PROBLEM TO WORK ON>
Can you rewrite all the lines of these records, requests included, scaling every coordinate in the answers by 2.3 and rounding to whole numbers with halves rounded up? Leave the pictures out of your answer.

— Start of THE INPUT —

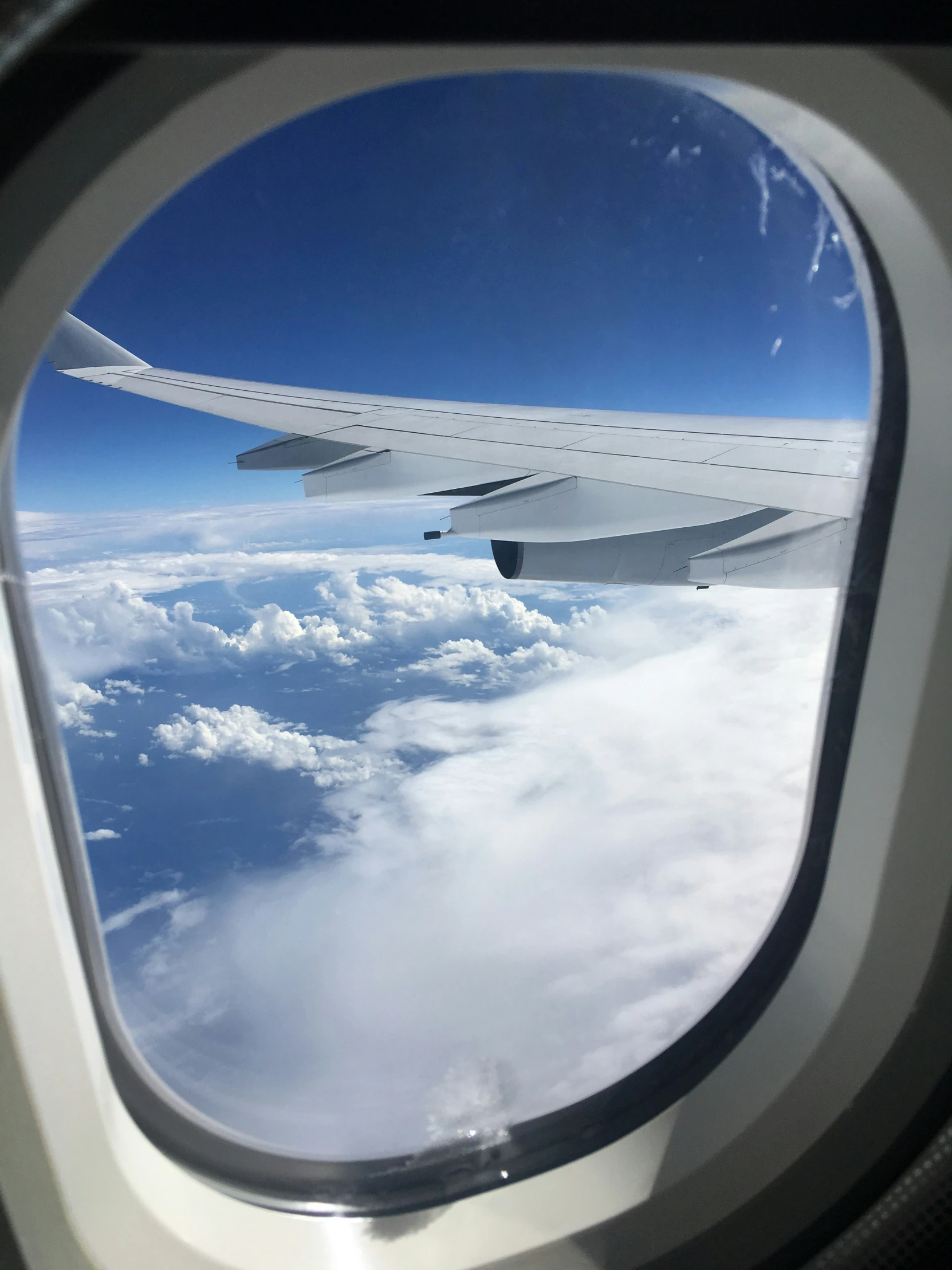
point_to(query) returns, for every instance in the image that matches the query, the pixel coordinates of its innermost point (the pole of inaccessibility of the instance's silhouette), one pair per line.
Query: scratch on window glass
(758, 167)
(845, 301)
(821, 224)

— End of THE INPUT —

TASK RESULT>
point_to(query) returns, for every instance in the image that matches the query, the pixel coordinates of its innermost point (the pole of inaccessibility of the instance's silhouette), one pair per line.
Query: scratch on window glass
(1743, 384)
(1944, 692)
(1888, 515)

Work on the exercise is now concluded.